_TASK MATERIAL_.
######
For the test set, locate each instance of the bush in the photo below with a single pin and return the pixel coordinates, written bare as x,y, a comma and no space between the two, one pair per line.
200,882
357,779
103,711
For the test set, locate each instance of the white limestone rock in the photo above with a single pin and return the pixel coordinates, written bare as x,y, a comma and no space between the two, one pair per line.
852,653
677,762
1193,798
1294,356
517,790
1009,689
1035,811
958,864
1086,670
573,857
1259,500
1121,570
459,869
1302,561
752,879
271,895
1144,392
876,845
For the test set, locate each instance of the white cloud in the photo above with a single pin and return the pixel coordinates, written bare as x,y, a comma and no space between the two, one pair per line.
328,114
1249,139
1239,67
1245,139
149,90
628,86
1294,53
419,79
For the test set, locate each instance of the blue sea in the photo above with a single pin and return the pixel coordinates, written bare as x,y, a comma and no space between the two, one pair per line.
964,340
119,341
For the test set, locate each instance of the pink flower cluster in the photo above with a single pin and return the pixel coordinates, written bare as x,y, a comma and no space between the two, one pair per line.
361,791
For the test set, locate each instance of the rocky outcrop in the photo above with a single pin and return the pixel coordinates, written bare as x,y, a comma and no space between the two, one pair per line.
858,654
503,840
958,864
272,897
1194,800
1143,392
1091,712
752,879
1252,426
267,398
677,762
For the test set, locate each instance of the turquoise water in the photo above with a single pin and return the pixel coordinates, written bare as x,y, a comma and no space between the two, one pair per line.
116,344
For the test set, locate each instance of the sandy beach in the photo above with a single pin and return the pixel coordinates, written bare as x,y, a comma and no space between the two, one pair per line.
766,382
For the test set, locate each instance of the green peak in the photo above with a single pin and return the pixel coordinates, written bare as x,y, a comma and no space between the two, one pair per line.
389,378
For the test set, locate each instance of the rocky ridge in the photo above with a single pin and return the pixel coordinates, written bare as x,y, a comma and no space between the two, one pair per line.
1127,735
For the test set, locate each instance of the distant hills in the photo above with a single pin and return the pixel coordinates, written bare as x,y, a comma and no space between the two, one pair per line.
######
Switch "single pin" to "single marker" everywhere it occurs in the listing above, and reproduce every line with nothing else changed.

For the test set, locate each instance of the bush in the photo below with a single marker and return the pixel coordinates, written bare as x,y, a comma and no space between the two, one pair per line.
200,882
357,779
103,711
For the test set, locate each instance of the white limestone rock in the photo above with a single marker and return the pixel coordinates, written bare as x,y, a comma and no space between the two, one pair per line.
852,653
677,762
1193,798
1294,356
517,790
1009,689
1035,811
958,864
1086,670
573,857
1259,500
1121,570
459,869
1302,561
752,879
271,895
1144,392
876,845
For the test set, locate each instance of the white cloud in the photo above with a single marker and return the pixel coordinates, written bare as x,y, a comma and no space between the two, one pair per line.
328,114
1249,139
1239,67
1245,139
149,90
628,86
1294,53
419,79
For the test set, locate each instance of the blue sea in the photo above with a single marker and return the pixel coordinates, written bare as x,y, a comma and no space between the two, one pair per line.
964,340
119,341
For the test set, locate each instance of the pink flower cluster in the photo above with a single marker and return the pixel coordinates, written bare as x,y, a comma and no space between the two, one pair per line.
361,791
For the test set, locate each instance of the rocky outcrop in the photo above with a single marker and return the pixel coordinates, written bare as x,y, a comma and no space between the two, one pair per line.
858,654
503,840
958,864
272,897
1194,800
1143,392
1091,712
752,879
1252,426
267,398
677,762
For the test set, locate each instance of the turquoise water in the photo above with a single marker and return the pixel coordinates, written bare as x,y, a comma and no space between the two, one pair per line.
116,344
For the test set, locate each instance of the sandy beach in the photo above with a single marker and return the pixel coordinates, written bare as x,y, a comma and no space between the two, one pair per line.
766,382
For the test set, locate each instance of the green peak in the photo above with a single marker and return the pixel coordinates, written bare as x,y, a comma and no space between the two, one pair per line.
389,378
For the test set, locate each instance of the rocky ridge in the photo above with a single marker and return the pixel coordinates, written bare as x,y, a comma and no space between the two, one pair per line.
1127,735
For the test set, locate each instance of the distant hills in the photo above with a single marker and return the pixel coordinates, written bare as x,y, a comma and no space between the two, one pair per line.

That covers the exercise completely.